[TASK GOAL]
Pick out each line of the listing below that contains the string "green" and copy those lines. Case counts, so a line matches only when the string appears with the same capitalization.

-- -- --

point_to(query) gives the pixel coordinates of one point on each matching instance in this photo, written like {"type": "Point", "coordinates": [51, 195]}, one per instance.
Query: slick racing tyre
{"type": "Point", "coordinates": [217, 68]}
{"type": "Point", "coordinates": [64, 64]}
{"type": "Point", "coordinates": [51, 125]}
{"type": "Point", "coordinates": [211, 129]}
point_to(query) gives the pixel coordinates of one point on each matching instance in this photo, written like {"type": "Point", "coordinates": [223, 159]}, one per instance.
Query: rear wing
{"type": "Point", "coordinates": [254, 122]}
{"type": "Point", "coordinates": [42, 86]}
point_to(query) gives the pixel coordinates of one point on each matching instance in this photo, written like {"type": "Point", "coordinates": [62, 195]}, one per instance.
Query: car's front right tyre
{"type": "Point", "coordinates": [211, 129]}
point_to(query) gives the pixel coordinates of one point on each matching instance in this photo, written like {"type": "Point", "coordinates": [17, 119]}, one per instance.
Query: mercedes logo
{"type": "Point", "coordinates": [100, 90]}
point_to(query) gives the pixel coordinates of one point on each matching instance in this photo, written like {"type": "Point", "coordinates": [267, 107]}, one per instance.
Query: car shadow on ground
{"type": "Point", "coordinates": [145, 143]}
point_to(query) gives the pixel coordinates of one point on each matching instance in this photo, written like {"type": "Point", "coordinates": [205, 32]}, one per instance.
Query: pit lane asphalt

-- -- --

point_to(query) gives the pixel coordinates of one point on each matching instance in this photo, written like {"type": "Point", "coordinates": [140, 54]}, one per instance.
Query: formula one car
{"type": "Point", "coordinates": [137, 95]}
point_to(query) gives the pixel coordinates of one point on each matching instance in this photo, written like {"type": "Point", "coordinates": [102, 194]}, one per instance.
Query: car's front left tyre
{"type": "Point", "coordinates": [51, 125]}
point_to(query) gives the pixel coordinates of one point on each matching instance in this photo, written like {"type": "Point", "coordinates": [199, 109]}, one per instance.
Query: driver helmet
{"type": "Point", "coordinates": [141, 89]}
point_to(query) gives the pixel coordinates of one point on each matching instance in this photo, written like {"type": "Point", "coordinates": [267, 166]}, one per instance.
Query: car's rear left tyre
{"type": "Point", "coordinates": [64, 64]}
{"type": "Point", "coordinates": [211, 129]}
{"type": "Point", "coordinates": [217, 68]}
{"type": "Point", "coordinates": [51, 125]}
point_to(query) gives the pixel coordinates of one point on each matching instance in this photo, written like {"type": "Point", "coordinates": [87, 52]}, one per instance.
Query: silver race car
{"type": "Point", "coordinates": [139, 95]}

-- -- --

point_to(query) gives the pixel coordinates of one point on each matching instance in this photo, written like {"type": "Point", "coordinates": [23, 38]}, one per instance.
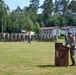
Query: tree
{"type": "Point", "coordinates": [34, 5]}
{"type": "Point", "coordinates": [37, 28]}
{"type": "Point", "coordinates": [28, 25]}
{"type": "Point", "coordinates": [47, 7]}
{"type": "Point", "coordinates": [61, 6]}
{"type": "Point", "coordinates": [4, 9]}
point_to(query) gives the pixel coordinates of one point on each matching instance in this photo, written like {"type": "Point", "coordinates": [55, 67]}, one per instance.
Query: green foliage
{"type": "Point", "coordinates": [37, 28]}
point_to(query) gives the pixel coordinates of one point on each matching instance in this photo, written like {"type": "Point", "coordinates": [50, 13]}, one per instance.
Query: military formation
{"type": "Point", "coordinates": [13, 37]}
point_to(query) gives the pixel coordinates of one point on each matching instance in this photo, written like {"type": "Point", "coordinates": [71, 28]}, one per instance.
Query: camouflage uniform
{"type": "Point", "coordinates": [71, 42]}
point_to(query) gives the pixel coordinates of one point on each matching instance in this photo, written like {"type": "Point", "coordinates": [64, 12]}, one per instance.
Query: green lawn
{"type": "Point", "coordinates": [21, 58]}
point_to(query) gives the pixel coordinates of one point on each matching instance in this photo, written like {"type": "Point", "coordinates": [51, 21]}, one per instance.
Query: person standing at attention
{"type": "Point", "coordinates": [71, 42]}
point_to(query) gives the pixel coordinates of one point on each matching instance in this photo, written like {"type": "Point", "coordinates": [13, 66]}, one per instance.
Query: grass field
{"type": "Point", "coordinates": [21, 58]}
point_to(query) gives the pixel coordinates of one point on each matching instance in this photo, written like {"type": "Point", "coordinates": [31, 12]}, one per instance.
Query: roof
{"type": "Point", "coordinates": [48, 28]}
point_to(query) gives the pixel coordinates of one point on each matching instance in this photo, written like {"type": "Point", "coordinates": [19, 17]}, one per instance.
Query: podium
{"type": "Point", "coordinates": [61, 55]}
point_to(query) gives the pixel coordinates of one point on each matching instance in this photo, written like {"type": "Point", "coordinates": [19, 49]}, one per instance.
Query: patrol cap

-- -- --

[ANSWER TO THIS TASK]
Query: green foliage
Query: green lawn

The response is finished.